§ Position identification records:
══════

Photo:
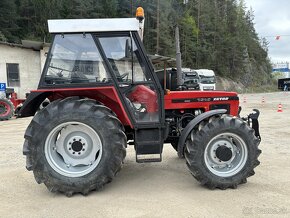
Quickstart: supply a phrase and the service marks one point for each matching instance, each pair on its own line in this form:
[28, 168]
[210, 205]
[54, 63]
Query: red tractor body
[104, 94]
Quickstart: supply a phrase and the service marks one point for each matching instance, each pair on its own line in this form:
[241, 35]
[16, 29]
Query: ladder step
[147, 158]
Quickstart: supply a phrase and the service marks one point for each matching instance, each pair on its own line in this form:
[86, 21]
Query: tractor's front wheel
[74, 145]
[222, 153]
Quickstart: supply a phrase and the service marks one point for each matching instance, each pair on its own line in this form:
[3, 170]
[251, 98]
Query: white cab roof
[205, 72]
[93, 25]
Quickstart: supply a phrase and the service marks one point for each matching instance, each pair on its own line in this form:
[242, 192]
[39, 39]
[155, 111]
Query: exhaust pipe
[178, 59]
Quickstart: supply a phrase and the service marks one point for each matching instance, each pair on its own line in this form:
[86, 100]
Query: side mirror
[128, 48]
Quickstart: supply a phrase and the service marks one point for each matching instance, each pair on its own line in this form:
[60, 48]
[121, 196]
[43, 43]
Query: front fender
[186, 131]
[32, 103]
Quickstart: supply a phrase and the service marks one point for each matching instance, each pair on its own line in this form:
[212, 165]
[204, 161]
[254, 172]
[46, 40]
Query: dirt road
[163, 189]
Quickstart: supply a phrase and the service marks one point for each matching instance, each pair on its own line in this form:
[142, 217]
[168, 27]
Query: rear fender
[190, 126]
[32, 103]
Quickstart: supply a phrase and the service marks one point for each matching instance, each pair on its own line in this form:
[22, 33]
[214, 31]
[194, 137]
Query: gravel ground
[163, 189]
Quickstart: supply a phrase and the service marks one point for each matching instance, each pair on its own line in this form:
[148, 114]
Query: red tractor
[104, 95]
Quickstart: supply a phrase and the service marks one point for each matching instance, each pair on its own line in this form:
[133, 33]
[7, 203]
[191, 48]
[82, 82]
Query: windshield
[207, 79]
[74, 58]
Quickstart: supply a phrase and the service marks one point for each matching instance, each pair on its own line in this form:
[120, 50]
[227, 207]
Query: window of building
[13, 79]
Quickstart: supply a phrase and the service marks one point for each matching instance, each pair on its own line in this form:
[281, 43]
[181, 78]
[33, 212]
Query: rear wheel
[6, 109]
[74, 145]
[223, 153]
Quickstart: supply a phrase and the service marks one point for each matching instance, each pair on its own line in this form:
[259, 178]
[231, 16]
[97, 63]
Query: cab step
[148, 158]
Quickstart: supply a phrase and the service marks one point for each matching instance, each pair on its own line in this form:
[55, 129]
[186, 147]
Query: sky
[272, 18]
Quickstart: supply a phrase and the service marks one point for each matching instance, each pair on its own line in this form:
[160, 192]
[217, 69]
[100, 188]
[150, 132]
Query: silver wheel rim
[226, 154]
[73, 149]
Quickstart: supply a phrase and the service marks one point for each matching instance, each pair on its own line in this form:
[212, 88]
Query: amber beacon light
[140, 13]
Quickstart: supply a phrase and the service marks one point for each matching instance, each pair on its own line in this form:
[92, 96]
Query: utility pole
[158, 27]
[197, 38]
[178, 57]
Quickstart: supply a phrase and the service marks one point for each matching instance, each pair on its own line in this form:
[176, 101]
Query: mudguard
[32, 103]
[186, 131]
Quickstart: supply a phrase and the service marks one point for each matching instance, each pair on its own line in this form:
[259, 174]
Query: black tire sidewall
[98, 124]
[202, 140]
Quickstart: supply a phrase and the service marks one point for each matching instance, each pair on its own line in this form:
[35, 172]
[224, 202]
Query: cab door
[138, 87]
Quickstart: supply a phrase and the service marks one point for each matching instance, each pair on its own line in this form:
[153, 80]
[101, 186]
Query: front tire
[222, 153]
[74, 146]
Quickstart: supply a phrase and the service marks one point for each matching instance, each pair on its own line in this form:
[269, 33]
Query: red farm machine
[104, 95]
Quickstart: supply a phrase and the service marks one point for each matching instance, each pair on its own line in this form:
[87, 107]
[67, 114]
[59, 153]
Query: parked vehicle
[104, 94]
[207, 79]
[284, 84]
[189, 76]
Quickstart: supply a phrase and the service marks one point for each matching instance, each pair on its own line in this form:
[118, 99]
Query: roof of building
[92, 25]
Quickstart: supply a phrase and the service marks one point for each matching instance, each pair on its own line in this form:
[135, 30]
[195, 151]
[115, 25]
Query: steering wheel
[125, 75]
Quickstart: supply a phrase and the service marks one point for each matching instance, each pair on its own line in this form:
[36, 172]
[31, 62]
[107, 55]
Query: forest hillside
[214, 34]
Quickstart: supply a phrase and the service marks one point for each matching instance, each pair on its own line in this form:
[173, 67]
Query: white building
[21, 65]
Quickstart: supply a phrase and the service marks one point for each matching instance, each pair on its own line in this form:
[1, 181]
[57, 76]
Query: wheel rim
[73, 149]
[226, 154]
[4, 109]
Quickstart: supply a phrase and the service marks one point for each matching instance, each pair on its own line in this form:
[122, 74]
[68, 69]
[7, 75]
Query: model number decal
[221, 99]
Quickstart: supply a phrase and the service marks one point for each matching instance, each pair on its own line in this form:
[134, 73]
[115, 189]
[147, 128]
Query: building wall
[29, 67]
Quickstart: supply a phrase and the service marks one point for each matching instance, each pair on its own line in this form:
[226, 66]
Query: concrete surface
[163, 189]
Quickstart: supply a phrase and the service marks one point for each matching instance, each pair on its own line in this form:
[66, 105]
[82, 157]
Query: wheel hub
[224, 153]
[77, 145]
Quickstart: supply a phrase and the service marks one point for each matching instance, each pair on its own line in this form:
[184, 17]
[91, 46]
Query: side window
[137, 87]
[13, 78]
[75, 59]
[119, 53]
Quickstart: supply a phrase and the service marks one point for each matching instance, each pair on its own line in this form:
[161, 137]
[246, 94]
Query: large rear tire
[222, 153]
[6, 109]
[74, 146]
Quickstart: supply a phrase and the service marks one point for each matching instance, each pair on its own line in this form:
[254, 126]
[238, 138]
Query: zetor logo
[221, 99]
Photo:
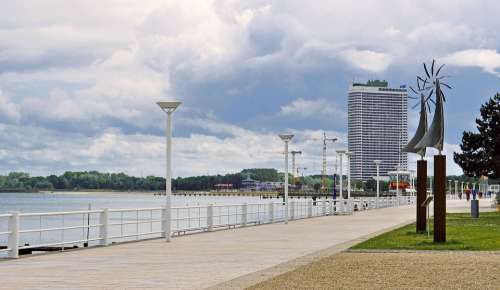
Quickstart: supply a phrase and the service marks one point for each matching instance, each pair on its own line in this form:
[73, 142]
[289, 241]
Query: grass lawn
[462, 233]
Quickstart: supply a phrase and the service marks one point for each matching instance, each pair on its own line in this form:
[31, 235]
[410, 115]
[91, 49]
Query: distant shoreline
[81, 191]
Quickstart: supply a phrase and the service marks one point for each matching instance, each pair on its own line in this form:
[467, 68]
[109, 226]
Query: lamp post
[397, 183]
[348, 154]
[340, 152]
[286, 137]
[377, 163]
[169, 107]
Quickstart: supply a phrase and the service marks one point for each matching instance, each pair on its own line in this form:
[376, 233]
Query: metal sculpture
[422, 124]
[421, 218]
[435, 135]
[434, 138]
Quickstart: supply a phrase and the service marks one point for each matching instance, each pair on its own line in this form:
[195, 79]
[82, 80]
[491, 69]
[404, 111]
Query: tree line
[94, 180]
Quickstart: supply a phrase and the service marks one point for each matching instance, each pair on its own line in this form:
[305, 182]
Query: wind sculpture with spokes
[434, 138]
[410, 147]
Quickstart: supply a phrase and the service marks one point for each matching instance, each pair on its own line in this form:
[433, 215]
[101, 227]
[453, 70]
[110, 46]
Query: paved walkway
[195, 261]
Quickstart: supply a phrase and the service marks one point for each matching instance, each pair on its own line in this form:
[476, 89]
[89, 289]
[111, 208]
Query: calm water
[47, 202]
[69, 201]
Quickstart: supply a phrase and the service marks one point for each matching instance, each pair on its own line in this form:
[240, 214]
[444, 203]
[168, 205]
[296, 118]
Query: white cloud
[312, 109]
[367, 60]
[9, 111]
[89, 62]
[487, 59]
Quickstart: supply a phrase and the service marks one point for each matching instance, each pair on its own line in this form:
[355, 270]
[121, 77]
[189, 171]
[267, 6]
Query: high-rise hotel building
[377, 128]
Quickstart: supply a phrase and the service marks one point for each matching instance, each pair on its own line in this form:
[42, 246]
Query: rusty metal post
[421, 195]
[440, 198]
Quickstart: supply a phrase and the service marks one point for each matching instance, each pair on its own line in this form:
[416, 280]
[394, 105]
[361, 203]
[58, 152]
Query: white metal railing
[61, 230]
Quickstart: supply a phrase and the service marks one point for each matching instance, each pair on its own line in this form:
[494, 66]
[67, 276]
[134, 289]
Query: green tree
[481, 151]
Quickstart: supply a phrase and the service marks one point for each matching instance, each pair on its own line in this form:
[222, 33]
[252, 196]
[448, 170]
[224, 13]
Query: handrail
[79, 227]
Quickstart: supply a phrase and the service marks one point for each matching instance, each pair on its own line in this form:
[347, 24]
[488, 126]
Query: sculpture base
[440, 198]
[421, 195]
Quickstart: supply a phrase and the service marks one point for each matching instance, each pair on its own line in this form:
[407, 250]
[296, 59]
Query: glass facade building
[377, 128]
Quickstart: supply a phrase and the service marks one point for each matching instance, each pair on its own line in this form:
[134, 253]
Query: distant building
[224, 187]
[377, 128]
[249, 184]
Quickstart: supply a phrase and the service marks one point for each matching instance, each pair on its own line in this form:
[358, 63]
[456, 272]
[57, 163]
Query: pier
[225, 259]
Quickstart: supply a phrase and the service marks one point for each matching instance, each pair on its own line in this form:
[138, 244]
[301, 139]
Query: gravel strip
[437, 270]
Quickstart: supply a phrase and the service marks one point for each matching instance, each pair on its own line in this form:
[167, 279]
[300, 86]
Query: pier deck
[196, 261]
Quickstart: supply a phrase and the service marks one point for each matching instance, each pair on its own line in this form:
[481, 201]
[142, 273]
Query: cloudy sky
[79, 79]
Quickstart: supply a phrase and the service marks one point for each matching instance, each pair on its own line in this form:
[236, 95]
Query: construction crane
[324, 171]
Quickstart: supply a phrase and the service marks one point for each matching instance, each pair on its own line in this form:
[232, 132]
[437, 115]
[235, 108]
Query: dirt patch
[436, 270]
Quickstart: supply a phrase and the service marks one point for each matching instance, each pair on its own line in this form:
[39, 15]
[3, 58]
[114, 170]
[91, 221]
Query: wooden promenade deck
[195, 261]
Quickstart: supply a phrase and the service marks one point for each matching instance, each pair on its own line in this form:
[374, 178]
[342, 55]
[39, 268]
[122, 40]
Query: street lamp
[168, 107]
[377, 163]
[348, 154]
[397, 182]
[340, 152]
[286, 137]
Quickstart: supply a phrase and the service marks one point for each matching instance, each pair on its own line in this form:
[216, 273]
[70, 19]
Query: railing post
[163, 222]
[271, 212]
[210, 217]
[13, 239]
[244, 213]
[103, 220]
[309, 208]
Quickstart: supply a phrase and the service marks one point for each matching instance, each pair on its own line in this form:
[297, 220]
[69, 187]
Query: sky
[79, 79]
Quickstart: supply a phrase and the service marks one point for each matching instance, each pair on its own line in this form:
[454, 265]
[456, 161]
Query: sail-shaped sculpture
[435, 135]
[421, 130]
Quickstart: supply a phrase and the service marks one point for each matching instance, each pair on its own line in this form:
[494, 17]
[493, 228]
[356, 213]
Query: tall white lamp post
[397, 183]
[341, 177]
[286, 137]
[168, 107]
[348, 154]
[377, 163]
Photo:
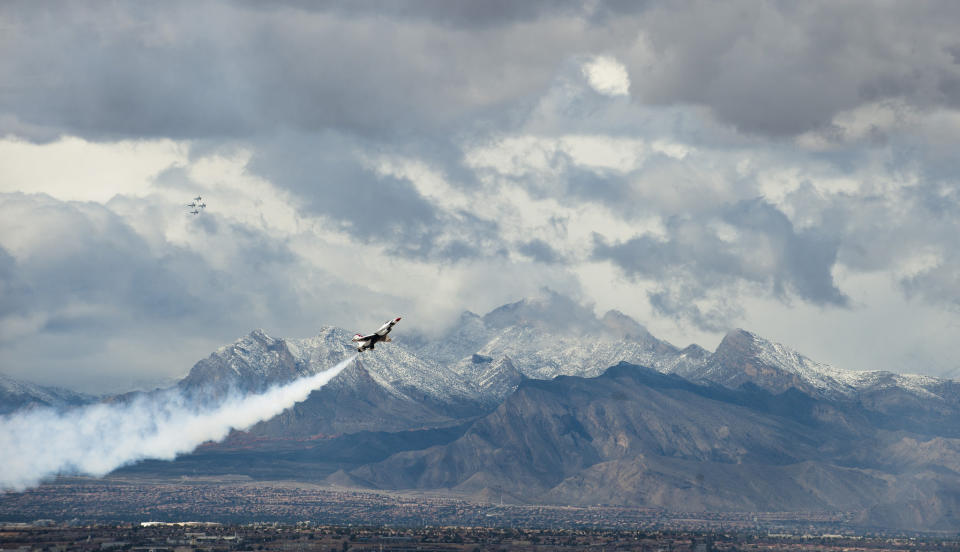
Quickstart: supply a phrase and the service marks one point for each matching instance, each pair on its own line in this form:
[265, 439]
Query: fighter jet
[365, 342]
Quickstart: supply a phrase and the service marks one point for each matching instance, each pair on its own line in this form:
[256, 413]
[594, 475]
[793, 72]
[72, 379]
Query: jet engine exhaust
[37, 444]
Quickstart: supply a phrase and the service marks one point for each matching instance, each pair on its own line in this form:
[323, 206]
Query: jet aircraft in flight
[365, 342]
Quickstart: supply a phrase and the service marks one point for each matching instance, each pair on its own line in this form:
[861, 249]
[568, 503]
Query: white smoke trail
[39, 443]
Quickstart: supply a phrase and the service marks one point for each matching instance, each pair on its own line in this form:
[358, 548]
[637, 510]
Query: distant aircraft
[365, 342]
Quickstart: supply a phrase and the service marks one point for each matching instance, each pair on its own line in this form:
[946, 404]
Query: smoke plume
[96, 439]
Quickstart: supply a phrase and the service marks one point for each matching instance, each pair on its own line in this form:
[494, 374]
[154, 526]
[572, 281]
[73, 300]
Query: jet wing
[387, 326]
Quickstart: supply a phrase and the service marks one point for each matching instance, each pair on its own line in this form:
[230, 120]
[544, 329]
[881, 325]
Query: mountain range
[540, 401]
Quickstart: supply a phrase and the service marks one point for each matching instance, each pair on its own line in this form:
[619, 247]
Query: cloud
[782, 70]
[748, 242]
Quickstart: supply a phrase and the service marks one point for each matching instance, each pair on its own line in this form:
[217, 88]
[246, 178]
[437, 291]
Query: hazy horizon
[786, 169]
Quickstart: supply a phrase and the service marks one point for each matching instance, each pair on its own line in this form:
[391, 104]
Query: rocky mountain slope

══════

Please locate each line of the material above that includes the string "tire", and copy those lines out in full.

§ SOLUTION TO THE PROBLEM:
Query: black tire sidewall
Query: front tire
Query: large rear tire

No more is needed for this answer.